[Records from a collection]
##############################
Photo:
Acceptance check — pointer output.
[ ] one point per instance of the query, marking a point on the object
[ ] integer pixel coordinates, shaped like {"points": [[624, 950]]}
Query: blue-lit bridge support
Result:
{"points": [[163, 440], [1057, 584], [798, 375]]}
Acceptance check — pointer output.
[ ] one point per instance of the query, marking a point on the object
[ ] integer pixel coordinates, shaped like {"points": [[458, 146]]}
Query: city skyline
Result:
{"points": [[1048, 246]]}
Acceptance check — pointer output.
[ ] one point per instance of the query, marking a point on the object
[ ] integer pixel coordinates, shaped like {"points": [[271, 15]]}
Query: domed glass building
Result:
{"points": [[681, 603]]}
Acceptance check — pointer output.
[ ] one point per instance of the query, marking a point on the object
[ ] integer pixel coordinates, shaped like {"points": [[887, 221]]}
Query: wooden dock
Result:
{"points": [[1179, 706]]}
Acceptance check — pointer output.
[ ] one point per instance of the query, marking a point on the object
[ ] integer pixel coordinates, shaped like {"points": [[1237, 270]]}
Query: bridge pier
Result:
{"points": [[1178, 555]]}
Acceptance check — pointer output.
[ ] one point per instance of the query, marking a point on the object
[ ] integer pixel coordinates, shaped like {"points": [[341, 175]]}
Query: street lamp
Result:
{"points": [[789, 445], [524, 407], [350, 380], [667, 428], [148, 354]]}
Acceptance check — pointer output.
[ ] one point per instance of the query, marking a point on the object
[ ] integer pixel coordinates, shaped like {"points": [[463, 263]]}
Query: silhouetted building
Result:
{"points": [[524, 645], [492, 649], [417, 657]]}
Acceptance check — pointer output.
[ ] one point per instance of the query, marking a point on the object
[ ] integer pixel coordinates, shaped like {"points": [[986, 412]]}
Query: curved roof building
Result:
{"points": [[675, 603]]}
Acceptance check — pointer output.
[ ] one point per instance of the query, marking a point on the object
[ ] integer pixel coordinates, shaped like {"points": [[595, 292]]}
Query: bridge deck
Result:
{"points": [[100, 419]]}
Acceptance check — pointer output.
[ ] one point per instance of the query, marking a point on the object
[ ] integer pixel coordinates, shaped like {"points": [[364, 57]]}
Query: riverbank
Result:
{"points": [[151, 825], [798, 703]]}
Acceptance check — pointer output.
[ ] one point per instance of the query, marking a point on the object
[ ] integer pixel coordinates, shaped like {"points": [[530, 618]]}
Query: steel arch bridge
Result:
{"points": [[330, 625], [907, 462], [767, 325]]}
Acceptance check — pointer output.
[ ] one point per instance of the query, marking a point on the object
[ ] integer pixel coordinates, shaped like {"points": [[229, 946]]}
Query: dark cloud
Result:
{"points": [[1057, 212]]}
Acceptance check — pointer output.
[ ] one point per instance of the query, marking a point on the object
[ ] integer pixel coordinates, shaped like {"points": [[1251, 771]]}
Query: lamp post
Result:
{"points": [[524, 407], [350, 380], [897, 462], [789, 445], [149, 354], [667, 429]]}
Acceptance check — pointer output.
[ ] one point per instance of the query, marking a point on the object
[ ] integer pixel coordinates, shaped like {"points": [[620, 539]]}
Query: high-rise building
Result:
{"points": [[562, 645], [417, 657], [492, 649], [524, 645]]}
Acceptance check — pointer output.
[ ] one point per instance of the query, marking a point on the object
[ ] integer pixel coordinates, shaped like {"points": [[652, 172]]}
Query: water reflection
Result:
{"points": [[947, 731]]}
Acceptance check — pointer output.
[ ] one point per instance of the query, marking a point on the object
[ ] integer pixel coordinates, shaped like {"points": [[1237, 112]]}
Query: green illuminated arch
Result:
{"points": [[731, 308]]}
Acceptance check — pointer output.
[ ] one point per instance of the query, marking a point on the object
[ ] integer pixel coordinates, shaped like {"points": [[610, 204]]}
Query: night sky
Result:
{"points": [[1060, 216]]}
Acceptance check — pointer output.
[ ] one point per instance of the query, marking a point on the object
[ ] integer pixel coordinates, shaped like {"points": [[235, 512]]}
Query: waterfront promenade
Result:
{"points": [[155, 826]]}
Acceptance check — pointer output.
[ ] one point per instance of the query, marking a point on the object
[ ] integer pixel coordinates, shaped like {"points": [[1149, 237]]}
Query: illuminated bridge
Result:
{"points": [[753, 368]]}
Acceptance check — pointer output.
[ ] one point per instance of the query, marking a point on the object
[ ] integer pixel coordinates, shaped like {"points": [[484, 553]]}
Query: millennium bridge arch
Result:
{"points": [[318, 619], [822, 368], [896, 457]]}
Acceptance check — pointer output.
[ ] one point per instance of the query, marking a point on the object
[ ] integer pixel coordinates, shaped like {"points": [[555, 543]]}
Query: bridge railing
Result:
##############################
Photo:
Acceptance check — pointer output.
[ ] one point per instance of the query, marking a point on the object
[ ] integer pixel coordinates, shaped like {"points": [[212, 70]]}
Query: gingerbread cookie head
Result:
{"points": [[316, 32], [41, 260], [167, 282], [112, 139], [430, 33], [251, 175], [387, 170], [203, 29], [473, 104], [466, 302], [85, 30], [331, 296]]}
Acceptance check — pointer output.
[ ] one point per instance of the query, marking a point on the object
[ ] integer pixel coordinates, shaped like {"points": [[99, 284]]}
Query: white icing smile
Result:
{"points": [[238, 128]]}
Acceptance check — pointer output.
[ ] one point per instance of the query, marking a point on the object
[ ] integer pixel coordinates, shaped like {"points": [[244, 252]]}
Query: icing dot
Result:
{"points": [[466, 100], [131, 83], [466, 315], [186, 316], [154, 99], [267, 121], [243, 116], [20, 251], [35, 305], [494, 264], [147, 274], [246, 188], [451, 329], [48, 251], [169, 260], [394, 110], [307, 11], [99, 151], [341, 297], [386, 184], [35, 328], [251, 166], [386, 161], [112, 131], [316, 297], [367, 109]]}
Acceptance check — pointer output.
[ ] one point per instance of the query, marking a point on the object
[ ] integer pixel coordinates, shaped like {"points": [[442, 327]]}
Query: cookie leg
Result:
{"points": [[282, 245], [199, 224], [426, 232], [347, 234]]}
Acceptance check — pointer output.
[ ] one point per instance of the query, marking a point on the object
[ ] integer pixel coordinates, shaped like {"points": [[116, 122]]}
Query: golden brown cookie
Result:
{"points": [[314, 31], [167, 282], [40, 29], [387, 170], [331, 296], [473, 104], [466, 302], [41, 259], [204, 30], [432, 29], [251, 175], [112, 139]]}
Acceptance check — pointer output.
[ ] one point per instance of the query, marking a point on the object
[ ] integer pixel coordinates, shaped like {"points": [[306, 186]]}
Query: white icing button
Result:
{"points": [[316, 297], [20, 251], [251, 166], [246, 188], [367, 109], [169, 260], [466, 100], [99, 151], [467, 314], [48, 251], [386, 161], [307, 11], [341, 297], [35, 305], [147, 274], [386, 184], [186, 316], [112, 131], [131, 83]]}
##############################
Work required:
Whenever a line in the entries holds the word "arch", copy that line.

Answer for this exercise:
Query: steel arch bridge
Query: green illuminated arch
Query: millennium bridge arch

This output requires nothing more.